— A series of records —
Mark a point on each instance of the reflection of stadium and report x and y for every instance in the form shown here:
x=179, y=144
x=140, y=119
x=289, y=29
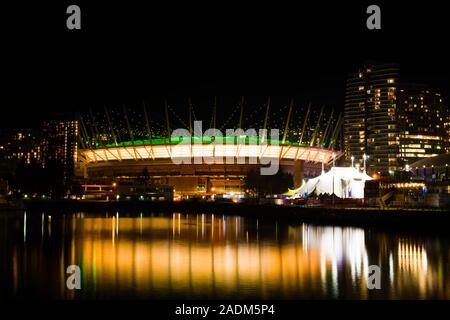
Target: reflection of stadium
x=216, y=165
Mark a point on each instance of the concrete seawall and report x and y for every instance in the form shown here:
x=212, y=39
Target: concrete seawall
x=426, y=221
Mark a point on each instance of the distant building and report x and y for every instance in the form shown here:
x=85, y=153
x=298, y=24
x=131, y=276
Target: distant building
x=370, y=125
x=421, y=122
x=20, y=144
x=59, y=144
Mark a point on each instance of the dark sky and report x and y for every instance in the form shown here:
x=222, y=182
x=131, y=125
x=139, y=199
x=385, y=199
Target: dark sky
x=126, y=54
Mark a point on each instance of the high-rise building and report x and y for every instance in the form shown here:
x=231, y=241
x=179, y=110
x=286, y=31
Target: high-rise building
x=20, y=145
x=59, y=144
x=421, y=122
x=370, y=126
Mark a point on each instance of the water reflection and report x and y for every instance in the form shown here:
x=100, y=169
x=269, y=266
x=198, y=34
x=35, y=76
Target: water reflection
x=207, y=256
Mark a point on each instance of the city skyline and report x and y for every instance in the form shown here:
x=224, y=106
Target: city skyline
x=224, y=56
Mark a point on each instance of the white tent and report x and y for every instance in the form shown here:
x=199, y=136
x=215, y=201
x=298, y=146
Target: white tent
x=344, y=182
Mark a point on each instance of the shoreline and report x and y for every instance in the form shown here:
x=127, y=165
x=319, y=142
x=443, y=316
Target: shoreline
x=416, y=220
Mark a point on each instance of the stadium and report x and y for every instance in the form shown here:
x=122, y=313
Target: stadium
x=206, y=165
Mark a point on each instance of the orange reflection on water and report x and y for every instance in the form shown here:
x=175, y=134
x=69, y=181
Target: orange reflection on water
x=202, y=255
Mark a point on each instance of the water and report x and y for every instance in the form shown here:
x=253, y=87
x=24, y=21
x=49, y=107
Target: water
x=145, y=255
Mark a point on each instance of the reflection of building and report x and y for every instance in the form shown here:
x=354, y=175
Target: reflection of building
x=421, y=120
x=59, y=144
x=370, y=116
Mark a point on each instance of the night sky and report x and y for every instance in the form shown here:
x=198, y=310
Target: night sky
x=126, y=54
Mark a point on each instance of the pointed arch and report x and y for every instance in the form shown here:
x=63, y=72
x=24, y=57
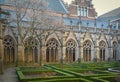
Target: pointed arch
x=87, y=50
x=114, y=50
x=70, y=50
x=102, y=51
x=52, y=50
x=9, y=50
x=31, y=50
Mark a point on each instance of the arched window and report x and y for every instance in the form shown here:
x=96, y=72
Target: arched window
x=9, y=50
x=114, y=50
x=70, y=51
x=52, y=51
x=102, y=51
x=87, y=51
x=31, y=50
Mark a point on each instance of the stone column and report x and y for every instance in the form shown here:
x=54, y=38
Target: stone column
x=20, y=55
x=1, y=55
x=1, y=50
x=43, y=54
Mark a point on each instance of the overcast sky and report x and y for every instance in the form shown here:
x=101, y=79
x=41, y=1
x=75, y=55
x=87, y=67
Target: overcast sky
x=103, y=6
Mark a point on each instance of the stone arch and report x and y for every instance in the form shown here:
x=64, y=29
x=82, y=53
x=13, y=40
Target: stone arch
x=9, y=50
x=102, y=46
x=52, y=47
x=87, y=48
x=70, y=50
x=31, y=50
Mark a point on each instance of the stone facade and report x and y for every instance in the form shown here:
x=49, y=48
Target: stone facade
x=70, y=44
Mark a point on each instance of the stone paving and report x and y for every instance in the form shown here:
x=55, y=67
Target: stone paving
x=9, y=75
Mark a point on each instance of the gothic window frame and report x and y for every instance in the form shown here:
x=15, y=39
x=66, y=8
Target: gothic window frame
x=70, y=50
x=87, y=48
x=52, y=47
x=9, y=50
x=31, y=49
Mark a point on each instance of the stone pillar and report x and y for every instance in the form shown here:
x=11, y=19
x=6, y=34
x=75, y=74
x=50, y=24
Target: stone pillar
x=97, y=54
x=20, y=55
x=1, y=55
x=43, y=54
x=79, y=47
x=1, y=50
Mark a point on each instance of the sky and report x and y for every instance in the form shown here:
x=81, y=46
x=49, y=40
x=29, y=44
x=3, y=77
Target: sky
x=103, y=6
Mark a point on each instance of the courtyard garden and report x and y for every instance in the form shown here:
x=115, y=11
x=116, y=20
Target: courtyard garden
x=74, y=72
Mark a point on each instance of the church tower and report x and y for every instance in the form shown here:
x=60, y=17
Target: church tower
x=83, y=8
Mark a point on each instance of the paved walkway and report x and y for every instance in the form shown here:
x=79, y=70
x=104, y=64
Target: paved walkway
x=9, y=75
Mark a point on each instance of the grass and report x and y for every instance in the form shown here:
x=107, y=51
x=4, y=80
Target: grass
x=80, y=72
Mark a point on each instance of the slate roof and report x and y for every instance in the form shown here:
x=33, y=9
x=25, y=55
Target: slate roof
x=57, y=6
x=114, y=14
x=75, y=22
x=54, y=5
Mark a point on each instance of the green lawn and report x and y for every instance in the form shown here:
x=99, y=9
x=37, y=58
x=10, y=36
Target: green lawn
x=75, y=72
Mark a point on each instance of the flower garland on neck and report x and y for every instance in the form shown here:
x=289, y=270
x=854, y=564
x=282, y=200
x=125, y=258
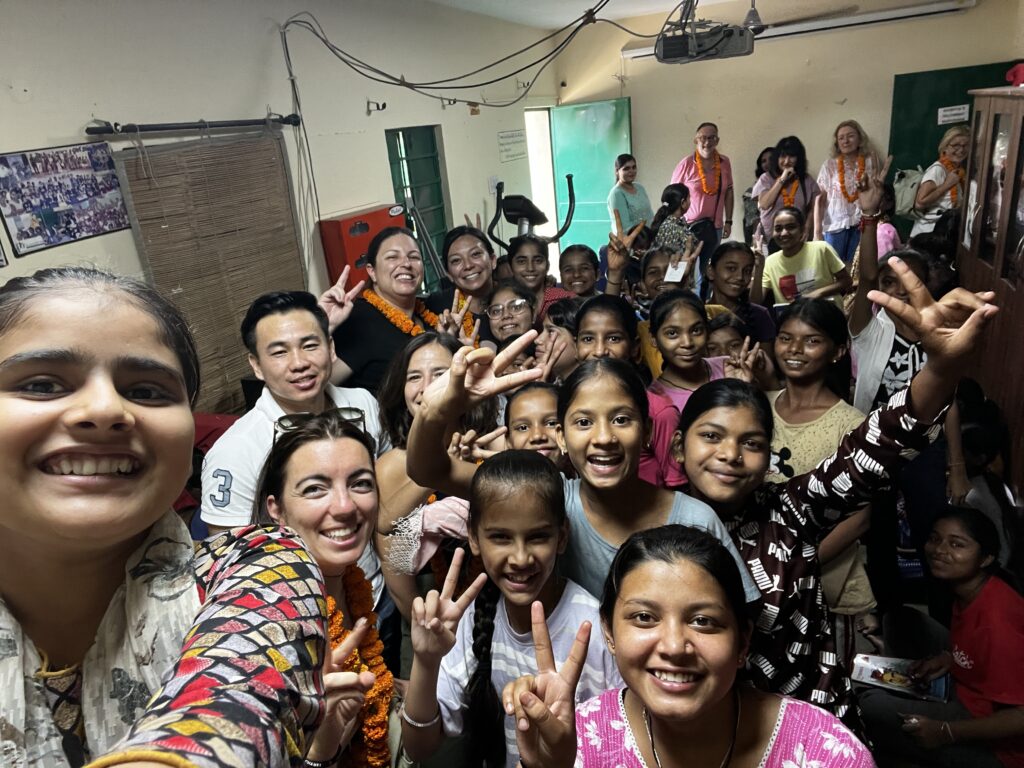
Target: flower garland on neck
x=841, y=162
x=398, y=318
x=952, y=167
x=370, y=747
x=717, y=168
x=790, y=198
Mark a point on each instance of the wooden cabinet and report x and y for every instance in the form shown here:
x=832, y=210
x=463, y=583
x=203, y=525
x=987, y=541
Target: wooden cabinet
x=991, y=249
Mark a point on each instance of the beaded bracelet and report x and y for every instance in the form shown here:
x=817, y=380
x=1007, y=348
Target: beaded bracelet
x=417, y=723
x=323, y=763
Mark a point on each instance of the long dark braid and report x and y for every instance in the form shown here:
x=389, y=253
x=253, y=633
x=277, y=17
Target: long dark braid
x=485, y=718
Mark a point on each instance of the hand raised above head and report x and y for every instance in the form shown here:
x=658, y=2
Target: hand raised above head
x=949, y=329
x=544, y=705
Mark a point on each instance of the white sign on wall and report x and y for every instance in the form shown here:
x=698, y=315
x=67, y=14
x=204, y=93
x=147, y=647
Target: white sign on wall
x=511, y=145
x=957, y=114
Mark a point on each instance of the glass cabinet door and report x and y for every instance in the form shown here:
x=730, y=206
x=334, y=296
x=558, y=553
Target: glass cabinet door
x=1013, y=260
x=994, y=189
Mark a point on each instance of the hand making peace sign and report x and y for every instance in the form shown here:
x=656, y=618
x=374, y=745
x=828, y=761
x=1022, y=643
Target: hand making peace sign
x=544, y=705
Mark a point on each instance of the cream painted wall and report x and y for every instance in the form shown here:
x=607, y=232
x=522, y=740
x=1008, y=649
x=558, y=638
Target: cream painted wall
x=62, y=64
x=803, y=85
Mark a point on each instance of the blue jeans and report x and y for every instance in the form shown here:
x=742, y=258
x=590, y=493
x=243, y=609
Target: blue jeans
x=845, y=242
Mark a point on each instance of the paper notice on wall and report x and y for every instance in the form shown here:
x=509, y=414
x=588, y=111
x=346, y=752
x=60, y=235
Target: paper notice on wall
x=511, y=145
x=957, y=114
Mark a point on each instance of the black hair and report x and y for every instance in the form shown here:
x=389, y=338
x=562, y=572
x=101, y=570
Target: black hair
x=534, y=386
x=670, y=544
x=823, y=315
x=327, y=426
x=375, y=245
x=394, y=416
x=794, y=147
x=616, y=306
x=17, y=294
x=757, y=169
x=514, y=287
x=668, y=302
x=461, y=231
x=280, y=302
x=622, y=371
x=562, y=313
x=672, y=198
x=791, y=211
x=502, y=476
x=728, y=320
x=586, y=251
x=526, y=240
x=726, y=393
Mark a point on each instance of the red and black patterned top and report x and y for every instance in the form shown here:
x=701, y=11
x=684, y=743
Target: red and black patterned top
x=793, y=651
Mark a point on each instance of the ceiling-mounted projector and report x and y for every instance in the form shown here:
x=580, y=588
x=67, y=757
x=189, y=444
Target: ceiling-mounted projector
x=718, y=41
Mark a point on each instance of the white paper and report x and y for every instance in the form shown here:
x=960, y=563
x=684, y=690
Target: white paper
x=677, y=272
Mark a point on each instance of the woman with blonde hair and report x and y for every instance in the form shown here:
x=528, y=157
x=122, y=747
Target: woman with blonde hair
x=942, y=185
x=837, y=215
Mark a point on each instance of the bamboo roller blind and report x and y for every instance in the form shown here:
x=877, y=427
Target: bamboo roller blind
x=215, y=228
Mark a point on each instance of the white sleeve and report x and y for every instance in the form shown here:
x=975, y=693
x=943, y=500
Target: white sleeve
x=453, y=680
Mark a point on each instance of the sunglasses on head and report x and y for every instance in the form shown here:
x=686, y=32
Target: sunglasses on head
x=291, y=422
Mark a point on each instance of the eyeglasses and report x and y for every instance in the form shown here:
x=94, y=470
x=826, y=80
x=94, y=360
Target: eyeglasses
x=291, y=422
x=516, y=306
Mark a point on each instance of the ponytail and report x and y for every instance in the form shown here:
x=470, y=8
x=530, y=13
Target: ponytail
x=484, y=717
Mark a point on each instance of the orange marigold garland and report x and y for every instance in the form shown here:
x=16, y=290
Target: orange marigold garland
x=790, y=198
x=369, y=748
x=841, y=163
x=397, y=318
x=704, y=178
x=952, y=167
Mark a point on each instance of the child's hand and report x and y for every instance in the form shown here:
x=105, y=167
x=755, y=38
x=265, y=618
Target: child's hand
x=435, y=617
x=343, y=696
x=475, y=376
x=544, y=706
x=950, y=329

— EXERCISE DESCRIPTION —
Reproduce word for word the lines starting at the one that contains "Mark a point on each instance of the water and" and ending at the one that contains "x=145, y=255", including both.

— ANSWER BELOW —
Mark a point on each instance of the water and report x and y for every instance in the form shown here:
x=253, y=87
x=24, y=21
x=49, y=107
Target: water
x=145, y=255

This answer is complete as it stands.